### Instructions to follow
Copy every line of the rows below that contains the string "above". Case counts, so skip lines where the string appears only in different capitalization.

### Records
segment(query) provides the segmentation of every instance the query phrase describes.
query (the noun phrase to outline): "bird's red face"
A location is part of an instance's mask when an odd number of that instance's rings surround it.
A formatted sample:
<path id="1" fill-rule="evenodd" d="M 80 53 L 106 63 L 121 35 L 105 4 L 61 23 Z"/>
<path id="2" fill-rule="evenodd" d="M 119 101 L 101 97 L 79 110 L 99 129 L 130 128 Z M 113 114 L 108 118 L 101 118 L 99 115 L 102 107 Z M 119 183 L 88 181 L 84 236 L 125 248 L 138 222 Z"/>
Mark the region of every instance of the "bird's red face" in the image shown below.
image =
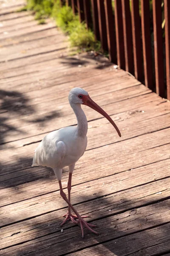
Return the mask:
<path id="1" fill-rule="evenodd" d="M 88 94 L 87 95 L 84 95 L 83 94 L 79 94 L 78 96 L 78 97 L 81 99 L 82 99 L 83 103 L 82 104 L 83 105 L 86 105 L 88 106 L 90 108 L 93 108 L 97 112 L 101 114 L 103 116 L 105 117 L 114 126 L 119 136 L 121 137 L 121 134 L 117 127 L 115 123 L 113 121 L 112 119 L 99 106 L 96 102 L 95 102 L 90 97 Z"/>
==
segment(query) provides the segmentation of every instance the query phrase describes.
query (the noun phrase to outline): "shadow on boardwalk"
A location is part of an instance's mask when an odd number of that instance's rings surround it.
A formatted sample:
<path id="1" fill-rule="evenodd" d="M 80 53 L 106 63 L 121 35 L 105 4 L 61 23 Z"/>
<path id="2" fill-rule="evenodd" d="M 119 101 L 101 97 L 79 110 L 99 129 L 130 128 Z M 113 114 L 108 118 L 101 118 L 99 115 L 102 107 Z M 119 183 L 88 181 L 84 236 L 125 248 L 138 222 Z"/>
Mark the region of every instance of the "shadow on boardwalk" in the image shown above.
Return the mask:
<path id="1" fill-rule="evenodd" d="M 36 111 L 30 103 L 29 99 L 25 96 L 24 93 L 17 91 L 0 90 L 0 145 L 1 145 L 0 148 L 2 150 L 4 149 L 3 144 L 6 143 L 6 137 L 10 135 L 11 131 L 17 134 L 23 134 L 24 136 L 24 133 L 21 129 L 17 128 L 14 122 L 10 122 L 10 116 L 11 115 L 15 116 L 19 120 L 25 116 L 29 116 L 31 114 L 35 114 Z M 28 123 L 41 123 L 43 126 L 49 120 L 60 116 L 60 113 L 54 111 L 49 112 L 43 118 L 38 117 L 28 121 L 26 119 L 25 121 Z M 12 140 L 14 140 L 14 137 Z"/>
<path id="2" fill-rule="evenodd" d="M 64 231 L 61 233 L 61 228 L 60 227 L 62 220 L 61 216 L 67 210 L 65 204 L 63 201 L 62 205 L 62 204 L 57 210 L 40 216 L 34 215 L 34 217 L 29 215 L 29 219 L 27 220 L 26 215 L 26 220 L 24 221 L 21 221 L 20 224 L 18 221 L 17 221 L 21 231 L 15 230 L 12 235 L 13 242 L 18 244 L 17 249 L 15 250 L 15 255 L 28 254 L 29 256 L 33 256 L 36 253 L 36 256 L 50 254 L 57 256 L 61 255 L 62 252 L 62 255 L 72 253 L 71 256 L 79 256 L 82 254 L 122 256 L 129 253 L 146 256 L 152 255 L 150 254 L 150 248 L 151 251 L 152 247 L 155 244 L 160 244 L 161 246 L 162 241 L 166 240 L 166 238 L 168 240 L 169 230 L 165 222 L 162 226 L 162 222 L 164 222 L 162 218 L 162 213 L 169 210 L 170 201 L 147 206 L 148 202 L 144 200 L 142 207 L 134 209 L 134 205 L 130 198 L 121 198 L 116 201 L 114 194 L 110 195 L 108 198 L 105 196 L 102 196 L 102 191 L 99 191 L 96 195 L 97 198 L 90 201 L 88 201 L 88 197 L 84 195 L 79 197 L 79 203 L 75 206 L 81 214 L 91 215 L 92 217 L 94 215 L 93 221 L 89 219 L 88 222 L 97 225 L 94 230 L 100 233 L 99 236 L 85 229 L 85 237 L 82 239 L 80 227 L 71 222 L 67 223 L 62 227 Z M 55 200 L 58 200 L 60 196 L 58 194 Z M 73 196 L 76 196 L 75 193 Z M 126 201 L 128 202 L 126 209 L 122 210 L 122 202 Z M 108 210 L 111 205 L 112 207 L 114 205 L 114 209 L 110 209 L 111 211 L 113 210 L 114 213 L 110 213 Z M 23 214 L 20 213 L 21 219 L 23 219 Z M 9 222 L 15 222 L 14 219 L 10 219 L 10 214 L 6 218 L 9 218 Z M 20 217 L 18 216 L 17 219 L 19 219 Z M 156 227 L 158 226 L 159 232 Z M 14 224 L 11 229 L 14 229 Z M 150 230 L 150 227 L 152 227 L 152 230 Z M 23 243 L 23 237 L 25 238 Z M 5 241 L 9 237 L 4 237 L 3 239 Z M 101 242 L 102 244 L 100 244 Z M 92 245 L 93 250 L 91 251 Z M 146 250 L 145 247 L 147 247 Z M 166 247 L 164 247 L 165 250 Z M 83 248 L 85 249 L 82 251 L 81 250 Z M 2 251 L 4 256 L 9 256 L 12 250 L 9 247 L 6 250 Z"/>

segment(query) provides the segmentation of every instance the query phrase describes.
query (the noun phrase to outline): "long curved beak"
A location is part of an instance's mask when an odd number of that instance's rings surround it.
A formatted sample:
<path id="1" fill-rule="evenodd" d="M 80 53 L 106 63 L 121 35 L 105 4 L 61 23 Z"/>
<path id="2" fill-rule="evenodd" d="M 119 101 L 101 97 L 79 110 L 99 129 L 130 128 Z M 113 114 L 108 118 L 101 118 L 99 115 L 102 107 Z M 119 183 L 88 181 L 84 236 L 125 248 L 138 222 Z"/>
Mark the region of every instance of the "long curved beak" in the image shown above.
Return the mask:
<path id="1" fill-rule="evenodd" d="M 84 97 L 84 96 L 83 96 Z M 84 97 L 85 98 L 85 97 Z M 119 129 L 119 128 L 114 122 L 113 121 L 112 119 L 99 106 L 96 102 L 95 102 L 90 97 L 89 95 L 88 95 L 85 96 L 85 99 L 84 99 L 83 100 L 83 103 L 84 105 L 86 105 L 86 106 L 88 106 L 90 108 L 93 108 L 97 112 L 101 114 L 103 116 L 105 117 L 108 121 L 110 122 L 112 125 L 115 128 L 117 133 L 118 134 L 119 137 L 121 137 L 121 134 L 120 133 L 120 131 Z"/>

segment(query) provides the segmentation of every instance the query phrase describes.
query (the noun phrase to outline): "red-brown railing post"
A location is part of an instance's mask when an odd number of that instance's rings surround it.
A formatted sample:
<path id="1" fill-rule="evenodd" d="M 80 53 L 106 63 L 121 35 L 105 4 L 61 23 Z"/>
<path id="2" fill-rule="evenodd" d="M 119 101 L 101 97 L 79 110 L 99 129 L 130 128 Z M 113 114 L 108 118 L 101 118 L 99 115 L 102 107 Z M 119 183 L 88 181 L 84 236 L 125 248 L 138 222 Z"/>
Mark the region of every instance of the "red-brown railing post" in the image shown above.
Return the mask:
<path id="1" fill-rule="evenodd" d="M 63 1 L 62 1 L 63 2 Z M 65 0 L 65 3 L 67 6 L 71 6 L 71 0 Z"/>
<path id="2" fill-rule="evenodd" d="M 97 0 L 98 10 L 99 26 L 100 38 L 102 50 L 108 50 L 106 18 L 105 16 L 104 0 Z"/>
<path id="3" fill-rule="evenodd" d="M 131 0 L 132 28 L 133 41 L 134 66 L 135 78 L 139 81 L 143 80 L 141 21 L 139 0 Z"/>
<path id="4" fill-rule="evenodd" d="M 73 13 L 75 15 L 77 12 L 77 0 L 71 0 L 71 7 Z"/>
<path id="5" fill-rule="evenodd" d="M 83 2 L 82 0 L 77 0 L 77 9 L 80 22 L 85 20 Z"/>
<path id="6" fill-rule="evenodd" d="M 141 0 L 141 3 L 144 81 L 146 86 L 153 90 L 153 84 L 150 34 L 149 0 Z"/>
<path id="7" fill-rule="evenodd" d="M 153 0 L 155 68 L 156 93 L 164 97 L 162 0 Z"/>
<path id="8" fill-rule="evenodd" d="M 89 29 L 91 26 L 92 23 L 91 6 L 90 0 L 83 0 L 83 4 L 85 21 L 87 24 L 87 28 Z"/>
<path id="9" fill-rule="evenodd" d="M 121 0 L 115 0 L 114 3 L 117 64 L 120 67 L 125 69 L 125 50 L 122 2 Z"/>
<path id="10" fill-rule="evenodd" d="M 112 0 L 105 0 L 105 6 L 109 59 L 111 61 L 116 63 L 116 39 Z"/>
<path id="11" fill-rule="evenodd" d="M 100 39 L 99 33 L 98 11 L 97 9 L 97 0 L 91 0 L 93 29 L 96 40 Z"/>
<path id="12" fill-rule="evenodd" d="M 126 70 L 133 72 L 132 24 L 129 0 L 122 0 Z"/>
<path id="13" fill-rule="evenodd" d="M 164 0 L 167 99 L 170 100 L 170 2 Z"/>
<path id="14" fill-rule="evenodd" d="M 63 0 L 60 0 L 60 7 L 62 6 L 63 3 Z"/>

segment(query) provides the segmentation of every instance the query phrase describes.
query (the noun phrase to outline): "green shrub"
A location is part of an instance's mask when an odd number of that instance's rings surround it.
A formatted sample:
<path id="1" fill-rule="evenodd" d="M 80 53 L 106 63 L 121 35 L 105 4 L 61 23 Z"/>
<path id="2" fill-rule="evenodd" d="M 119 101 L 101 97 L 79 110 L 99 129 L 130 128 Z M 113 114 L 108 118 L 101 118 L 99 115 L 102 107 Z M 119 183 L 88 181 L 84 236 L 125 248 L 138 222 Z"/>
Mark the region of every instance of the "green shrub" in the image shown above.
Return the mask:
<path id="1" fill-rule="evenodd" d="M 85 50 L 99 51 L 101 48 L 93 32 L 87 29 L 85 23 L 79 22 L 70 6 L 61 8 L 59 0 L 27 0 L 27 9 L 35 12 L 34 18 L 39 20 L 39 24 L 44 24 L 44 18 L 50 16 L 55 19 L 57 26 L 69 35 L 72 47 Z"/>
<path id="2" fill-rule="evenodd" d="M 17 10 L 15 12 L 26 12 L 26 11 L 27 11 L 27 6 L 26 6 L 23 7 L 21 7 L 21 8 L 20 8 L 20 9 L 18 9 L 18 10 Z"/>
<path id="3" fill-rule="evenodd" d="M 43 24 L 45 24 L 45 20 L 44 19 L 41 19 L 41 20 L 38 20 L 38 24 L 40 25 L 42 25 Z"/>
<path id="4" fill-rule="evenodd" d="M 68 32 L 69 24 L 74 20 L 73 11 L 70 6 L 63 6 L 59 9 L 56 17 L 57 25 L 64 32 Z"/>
--
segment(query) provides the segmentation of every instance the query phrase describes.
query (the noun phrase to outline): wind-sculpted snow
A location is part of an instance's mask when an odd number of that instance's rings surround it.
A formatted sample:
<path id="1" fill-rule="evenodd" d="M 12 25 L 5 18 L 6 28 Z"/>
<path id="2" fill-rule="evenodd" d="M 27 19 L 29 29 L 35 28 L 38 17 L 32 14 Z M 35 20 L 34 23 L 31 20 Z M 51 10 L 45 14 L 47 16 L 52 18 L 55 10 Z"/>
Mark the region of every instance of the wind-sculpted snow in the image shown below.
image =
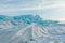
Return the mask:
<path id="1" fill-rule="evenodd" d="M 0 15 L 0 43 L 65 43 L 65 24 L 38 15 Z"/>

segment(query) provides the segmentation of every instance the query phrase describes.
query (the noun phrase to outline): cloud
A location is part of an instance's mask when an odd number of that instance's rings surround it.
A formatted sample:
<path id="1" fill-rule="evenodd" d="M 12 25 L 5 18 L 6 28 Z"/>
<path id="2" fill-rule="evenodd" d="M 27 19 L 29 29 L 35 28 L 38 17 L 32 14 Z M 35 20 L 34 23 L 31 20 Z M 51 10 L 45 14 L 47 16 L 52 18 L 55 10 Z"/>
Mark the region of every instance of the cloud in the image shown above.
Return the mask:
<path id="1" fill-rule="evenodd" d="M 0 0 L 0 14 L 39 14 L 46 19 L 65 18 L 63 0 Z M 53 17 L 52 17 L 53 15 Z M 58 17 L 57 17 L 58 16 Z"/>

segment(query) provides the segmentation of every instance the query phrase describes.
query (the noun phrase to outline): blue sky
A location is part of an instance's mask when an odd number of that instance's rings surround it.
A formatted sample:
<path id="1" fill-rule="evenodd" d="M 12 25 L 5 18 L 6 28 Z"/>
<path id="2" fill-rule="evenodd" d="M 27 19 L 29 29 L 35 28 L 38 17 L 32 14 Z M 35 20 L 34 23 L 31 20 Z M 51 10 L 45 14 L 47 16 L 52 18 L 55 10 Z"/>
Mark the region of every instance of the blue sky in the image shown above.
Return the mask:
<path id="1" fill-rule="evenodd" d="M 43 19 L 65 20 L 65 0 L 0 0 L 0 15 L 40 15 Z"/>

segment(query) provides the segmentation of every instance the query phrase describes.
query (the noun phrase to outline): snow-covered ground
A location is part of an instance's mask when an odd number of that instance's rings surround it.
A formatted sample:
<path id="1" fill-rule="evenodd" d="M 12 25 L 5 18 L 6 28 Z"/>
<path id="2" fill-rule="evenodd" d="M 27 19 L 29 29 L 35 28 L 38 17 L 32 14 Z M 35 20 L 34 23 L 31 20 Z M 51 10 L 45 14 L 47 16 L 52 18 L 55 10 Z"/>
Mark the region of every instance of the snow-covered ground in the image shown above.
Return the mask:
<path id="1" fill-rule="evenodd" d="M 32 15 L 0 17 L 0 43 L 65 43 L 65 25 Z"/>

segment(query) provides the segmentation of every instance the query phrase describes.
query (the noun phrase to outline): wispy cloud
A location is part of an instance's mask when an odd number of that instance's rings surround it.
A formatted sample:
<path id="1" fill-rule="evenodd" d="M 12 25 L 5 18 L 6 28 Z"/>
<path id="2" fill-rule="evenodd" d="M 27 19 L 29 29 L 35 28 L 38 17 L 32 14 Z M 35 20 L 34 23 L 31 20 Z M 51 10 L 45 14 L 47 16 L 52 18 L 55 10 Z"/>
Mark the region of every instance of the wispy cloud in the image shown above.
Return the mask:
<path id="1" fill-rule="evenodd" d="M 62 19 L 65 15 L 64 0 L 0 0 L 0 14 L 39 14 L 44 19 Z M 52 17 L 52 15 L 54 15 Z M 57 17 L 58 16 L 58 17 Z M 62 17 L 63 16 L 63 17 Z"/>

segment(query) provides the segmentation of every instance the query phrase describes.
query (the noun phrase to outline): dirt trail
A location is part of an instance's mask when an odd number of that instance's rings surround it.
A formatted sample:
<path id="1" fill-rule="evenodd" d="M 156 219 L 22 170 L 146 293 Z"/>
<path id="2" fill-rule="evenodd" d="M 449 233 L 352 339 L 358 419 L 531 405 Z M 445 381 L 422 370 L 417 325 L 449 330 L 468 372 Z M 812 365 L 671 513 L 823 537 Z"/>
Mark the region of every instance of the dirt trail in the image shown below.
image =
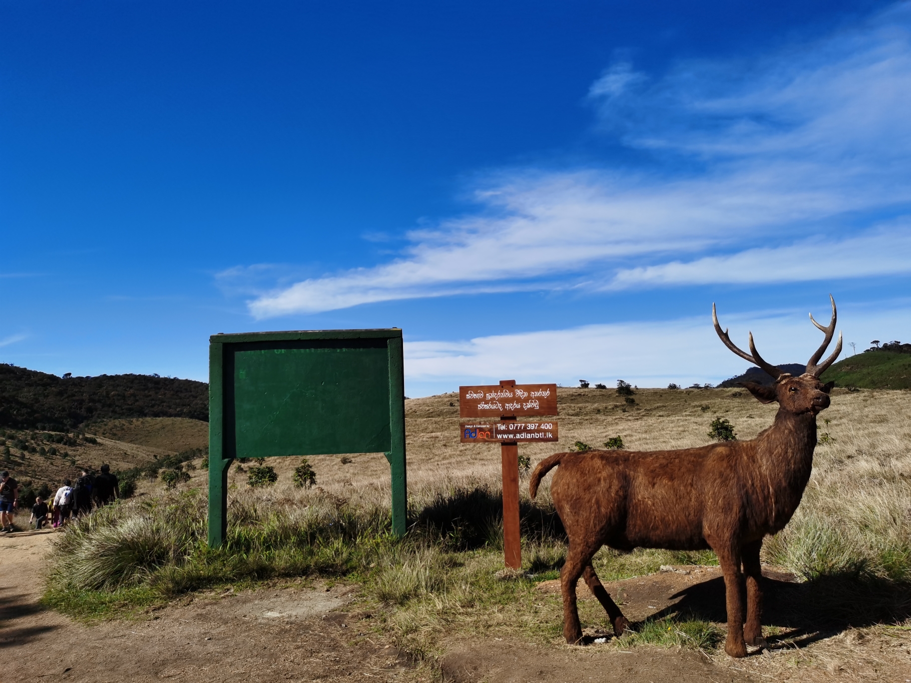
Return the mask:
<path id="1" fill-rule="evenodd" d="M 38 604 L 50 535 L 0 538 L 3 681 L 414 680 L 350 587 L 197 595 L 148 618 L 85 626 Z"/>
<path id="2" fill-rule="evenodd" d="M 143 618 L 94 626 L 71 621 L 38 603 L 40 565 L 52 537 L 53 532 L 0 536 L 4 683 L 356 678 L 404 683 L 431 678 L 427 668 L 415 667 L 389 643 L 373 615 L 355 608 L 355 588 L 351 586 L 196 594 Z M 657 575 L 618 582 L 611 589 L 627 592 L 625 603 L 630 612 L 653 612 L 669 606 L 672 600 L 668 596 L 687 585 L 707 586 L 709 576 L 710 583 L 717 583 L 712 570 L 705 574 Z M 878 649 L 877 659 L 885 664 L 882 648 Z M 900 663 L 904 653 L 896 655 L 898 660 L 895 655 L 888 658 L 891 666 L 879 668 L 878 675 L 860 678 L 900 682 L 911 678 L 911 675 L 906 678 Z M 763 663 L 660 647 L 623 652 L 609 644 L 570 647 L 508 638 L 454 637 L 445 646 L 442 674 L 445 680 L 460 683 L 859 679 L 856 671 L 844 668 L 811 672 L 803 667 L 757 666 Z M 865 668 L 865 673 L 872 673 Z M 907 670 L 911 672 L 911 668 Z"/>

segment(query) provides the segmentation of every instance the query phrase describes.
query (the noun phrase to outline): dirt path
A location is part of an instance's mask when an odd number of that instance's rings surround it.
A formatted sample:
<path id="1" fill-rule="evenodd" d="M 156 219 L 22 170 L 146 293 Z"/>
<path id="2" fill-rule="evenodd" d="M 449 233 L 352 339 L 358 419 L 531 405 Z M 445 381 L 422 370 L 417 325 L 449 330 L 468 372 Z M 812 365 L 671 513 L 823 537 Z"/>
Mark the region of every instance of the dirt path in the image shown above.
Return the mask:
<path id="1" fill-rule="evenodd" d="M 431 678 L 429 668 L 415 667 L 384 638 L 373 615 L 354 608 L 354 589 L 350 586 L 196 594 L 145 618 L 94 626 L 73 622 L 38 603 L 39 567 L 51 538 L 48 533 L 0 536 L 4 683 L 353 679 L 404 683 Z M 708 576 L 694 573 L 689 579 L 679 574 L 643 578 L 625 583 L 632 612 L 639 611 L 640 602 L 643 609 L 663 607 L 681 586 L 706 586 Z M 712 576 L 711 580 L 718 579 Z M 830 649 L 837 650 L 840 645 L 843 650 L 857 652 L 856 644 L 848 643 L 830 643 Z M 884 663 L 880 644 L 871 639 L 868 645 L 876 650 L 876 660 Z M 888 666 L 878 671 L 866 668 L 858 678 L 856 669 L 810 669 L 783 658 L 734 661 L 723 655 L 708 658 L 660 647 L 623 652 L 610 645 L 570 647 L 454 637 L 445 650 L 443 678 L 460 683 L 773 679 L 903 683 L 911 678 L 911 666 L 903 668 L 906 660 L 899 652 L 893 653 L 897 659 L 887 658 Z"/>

### Correct response
Mark the region of every instance of the "shadow on boardwalk" in the image shown above.
Mark the region of every instance of the "long curved beak" in the image shown above.
Mark the region of every instance of the "red-brown railing post" in the image shown above.
Mark the region of every instance of the "green shrub" in the image shown above.
Mark the region of every instance of the cloud in the image shown above.
Mark the region of every instance of the blue sky in the image shown above.
Mark the region of every instance of the snow-covered ground in the image shown above.
Mark the region of every instance of the wispy cloud in the image shown above.
Mark the region of every instance of the dirt path in the image shown above.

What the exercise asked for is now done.